Records from a collection
↓

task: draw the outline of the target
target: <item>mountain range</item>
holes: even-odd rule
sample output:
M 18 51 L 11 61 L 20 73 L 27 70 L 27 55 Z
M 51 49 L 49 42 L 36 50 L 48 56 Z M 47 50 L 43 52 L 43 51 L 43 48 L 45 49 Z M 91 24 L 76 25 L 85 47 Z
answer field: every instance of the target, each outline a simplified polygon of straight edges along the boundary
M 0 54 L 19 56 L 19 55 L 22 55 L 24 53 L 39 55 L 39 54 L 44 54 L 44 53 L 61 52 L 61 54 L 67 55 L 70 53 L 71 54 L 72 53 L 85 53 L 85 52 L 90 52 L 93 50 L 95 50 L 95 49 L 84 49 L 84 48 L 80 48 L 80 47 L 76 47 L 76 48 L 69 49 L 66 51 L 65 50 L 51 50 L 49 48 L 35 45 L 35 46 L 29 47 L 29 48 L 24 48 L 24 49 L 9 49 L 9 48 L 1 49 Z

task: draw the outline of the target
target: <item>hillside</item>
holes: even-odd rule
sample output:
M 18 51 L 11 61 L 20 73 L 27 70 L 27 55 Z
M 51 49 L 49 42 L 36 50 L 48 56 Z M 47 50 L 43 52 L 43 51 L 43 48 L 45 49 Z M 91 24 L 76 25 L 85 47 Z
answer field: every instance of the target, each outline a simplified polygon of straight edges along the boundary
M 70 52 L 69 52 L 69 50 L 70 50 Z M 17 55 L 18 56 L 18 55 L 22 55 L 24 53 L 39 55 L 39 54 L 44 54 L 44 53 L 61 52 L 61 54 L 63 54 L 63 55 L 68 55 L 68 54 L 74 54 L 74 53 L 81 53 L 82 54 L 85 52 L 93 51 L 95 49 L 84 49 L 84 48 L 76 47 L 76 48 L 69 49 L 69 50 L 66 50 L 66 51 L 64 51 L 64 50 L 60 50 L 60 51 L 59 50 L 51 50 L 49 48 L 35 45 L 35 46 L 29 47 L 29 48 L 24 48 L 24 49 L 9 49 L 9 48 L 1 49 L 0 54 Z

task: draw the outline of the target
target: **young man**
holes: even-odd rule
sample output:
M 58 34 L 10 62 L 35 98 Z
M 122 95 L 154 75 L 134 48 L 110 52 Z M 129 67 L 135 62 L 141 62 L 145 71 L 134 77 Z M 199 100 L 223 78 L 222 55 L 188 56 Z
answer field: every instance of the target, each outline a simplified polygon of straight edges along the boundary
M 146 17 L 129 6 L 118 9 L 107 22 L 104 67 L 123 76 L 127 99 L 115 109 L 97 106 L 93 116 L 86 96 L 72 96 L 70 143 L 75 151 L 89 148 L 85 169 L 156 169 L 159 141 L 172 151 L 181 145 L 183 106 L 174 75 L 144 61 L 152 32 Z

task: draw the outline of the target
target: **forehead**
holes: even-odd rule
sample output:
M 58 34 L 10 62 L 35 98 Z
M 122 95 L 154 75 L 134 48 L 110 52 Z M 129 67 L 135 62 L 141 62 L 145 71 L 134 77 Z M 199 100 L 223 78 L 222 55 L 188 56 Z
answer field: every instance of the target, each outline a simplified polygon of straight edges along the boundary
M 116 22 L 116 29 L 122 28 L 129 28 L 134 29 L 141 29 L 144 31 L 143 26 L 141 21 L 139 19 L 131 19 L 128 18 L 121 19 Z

↑

**OBJECTIVE**
Output all of the material, please, exactly as it stands.

**SOLUTION TO THIS PROBLEM**
task: draw the outline of the target
target: <item>mountain range</item>
holes: even-odd rule
sample output:
M 18 51 L 11 61 L 20 73 L 27 70 L 27 55 Z
M 51 49 L 49 42 L 36 50 L 48 56 Z M 47 50 L 43 52 L 43 51 L 43 48 L 45 49 Z M 91 24 L 76 25 L 85 47 Z
answer field: every instance of the target, each outline a simplified polygon of straight edges along the boundary
M 0 54 L 19 56 L 19 55 L 22 55 L 24 53 L 39 55 L 39 54 L 44 54 L 44 53 L 61 52 L 61 54 L 67 55 L 70 53 L 71 54 L 72 53 L 85 53 L 85 52 L 90 52 L 93 50 L 95 50 L 95 49 L 84 49 L 84 48 L 80 48 L 80 47 L 76 47 L 76 48 L 69 49 L 66 51 L 65 50 L 51 50 L 49 48 L 35 45 L 35 46 L 29 47 L 29 48 L 24 48 L 24 49 L 9 49 L 9 48 L 1 49 Z

task: draw the outline of the target
target: <item>hillside</item>
holes: even-odd rule
sample output:
M 18 51 L 11 61 L 20 73 L 27 70 L 27 55 Z
M 51 49 L 49 42 L 36 50 L 48 56 Z M 47 50 L 43 52 L 43 51 L 43 48 L 45 49 Z M 91 24 L 76 25 L 85 47 Z
answer field: every instance of the target, each outline a simplified polygon of straight edges along the boundary
M 70 52 L 69 52 L 69 50 L 70 50 Z M 17 55 L 18 56 L 18 55 L 22 55 L 24 53 L 39 55 L 39 54 L 44 54 L 44 53 L 61 52 L 61 54 L 63 54 L 63 55 L 68 55 L 68 54 L 74 54 L 74 53 L 81 53 L 82 54 L 85 52 L 93 51 L 95 49 L 84 49 L 84 48 L 76 47 L 76 48 L 69 49 L 69 50 L 66 50 L 66 51 L 64 51 L 64 50 L 60 50 L 60 51 L 59 50 L 51 50 L 49 48 L 35 45 L 35 46 L 29 47 L 29 48 L 24 48 L 24 49 L 9 49 L 9 48 L 1 49 L 0 54 Z

task: draw the outline of the target
target: **young man**
holes: even-odd rule
sample output:
M 58 34 L 10 62 L 35 98 Z
M 122 95 L 154 75 L 134 48 L 110 52 Z M 129 67 L 135 62 L 141 62 L 145 71 L 134 77 Z M 199 100 L 223 78 L 222 55 L 188 56 Z
answer field: every instance of the target, each outline a simplified polygon of straight edges along the boundary
M 146 17 L 129 6 L 118 9 L 107 22 L 104 67 L 123 76 L 127 99 L 115 109 L 97 106 L 93 116 L 86 96 L 72 96 L 70 143 L 75 151 L 89 148 L 85 169 L 156 169 L 159 141 L 172 151 L 181 145 L 183 106 L 174 75 L 144 61 L 152 32 Z

task: draw the outline of the target
target: **forehead**
holes: even-odd rule
sample output:
M 58 34 L 10 62 L 35 98 Z
M 122 95 L 154 75 L 134 48 L 110 52 Z M 129 67 L 135 62 L 141 62 L 145 71 L 134 77 Z M 199 100 L 223 78 L 222 55 L 188 56 Z
answer field: every instance of the target, each outline a simplified polygon of straight edges along the boundary
M 116 22 L 116 29 L 122 28 L 129 28 L 134 29 L 141 29 L 144 31 L 143 26 L 141 21 L 139 19 L 131 19 L 128 18 L 121 19 Z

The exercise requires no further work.